◆ **REQUIRED TASK 1**
Reproduce the passage of the discussion on video steganography starting with "Probably breaks TOS" and going on through "raw video data.".
◆ **REQUIRED TASK 2**
Identify every line in the records that contains the string "wing", and copy each of those lines. Case counts.

Probably breaks TOS under video spam

Just gotta add some good 'ol steganography

  • This brings up an interesting question: what is the upper-bound of hidden data density using video steganography? E.g. how much extra data can you add before noticeable degradation? It's interesting because it requires both a detailed understanding of video encoding and also understanding of human perception of video.

    • I've seen drone metal videos where the video and audio could both be 90% steganography and I wouldn't know the difference.

    • I'd expect you could store more data steganographically than the raw video data.

      You can probably do things like add frames that can't be decoded and so are skipped by a decoder; that effectively allows arbitrary added hidden data. That's maybe cheating.

      If you stipulate that you can't already have a copy of the unaltered file, and the data has to be extractable from a pixel copy of the rendered frames ... that becomes more interesting, I think.

      1 reply →

    • A pretty massive amount I imagine. I attended a lecture on single image steganography and they were able to store almost 25% of the image's size and it was barely visible. Even 50% didn't look too bad.

      Extending that into video files and it would likely be pretty massive, although you'd have some interesting time with youtube's compression algorithms

  • Good luck preserving it through YouTube's video compression. It's super lossy with small details, in bad cases the quality can visibly degrade to a point it looks more like a corrupted low-res video file for a few seconds (saw that once in a Tetris Effect gameplay video).

    • I mentioned it in another comment, but while that does lower the bandwidth of a single frame, its not actually an issue. There's several DRM techniques that can survive a crappy camera recording in a theater.

      "compression resistant watermark" turns up some good resources for it. QR codes are another good example of noise tolerant data transmission (fun fact - having logos in a QR code isn't part of the spec, you're literally covering the QR code but the error-correction can handle it).

      The best way I can describe it is that humans can still read text in compressed videos. The worse the compression/noise the larger the text needs to be, but we can still read it.

yeah wonder how long until the ban, also bans all of your descendants for 10 generations?

◆ **MATERIAL SUPPLIED**
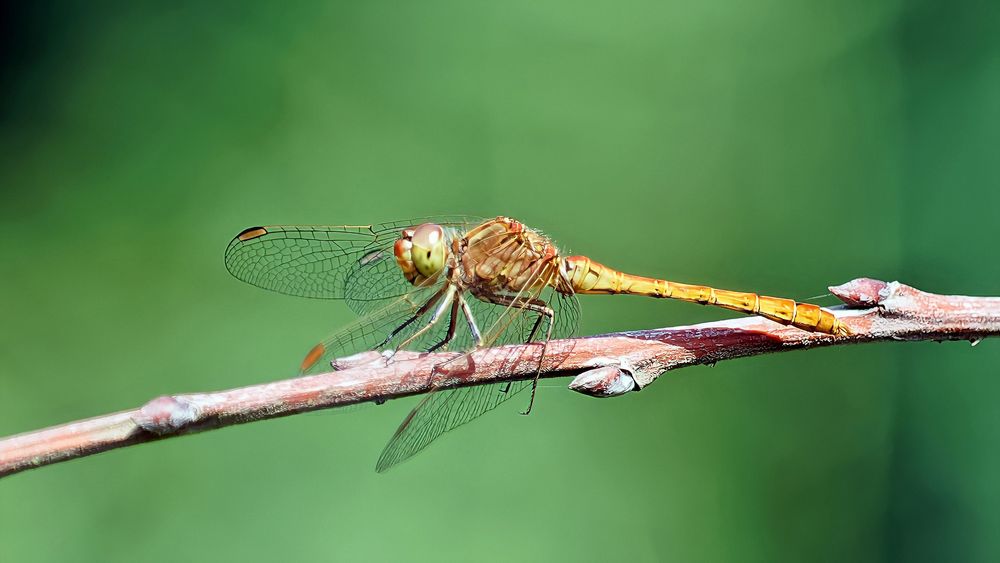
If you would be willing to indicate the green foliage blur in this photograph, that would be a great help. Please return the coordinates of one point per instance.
(773, 146)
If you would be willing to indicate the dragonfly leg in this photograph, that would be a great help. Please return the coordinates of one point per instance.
(477, 337)
(419, 313)
(449, 296)
(451, 326)
(544, 311)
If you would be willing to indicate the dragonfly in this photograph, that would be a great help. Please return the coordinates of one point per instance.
(458, 283)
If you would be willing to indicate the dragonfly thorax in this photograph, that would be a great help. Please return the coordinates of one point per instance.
(421, 252)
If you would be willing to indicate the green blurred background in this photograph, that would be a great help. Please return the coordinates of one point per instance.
(775, 146)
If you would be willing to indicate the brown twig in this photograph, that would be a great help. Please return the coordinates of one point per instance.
(605, 365)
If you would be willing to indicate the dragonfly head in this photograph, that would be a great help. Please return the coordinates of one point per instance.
(421, 252)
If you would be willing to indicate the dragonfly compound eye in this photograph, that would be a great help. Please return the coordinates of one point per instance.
(429, 249)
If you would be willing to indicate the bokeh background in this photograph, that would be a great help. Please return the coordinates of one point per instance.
(777, 146)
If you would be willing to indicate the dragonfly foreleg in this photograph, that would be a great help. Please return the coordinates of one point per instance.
(449, 295)
(452, 323)
(477, 337)
(416, 315)
(544, 311)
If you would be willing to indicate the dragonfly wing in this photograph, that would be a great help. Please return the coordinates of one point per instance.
(446, 409)
(326, 262)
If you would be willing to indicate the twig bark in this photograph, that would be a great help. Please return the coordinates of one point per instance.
(605, 365)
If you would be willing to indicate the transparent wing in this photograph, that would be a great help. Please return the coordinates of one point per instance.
(446, 409)
(328, 262)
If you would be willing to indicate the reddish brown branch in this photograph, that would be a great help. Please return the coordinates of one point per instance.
(604, 365)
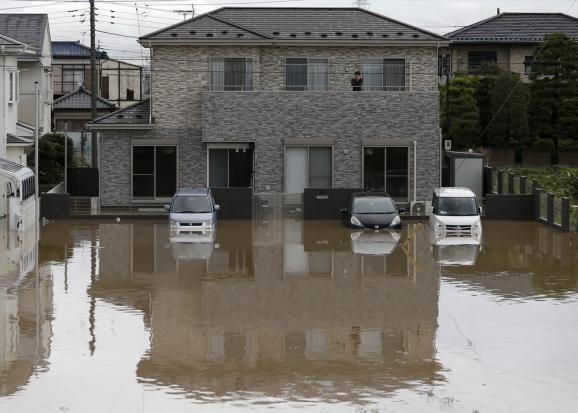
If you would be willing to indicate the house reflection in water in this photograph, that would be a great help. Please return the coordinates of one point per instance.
(279, 308)
(25, 311)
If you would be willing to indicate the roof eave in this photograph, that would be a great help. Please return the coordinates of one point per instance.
(190, 42)
(120, 126)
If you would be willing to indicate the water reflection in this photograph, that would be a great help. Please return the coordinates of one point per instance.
(275, 308)
(25, 310)
(295, 314)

◆ **TASK ANSWER 1**
Probably breaks TOS under video spam

Just gotta add some good 'ol steganography

  • This brings up an interesting question: what is the upper-bound of hidden data density using video steganography? E.g. how much extra data can you add before noticeable degradation? It's interesting because it requires both a detailed understanding of video encoding and also understanding of human perception of video.

    • I've seen drone metal videos where the video and audio could both be 90% steganography and I wouldn't know the difference.

    • I'd expect you could store more data steganographically than the raw video data.

◆ **TASK ANSWER 2**
If you would be willing to indicate the dragonfly wing in this photograph, that would be a great help. Please return the coordinates of one point per instance.
If you would be willing to indicate the transparent wing in this photograph, that would be a great help. Please return the coordinates of one point per instance.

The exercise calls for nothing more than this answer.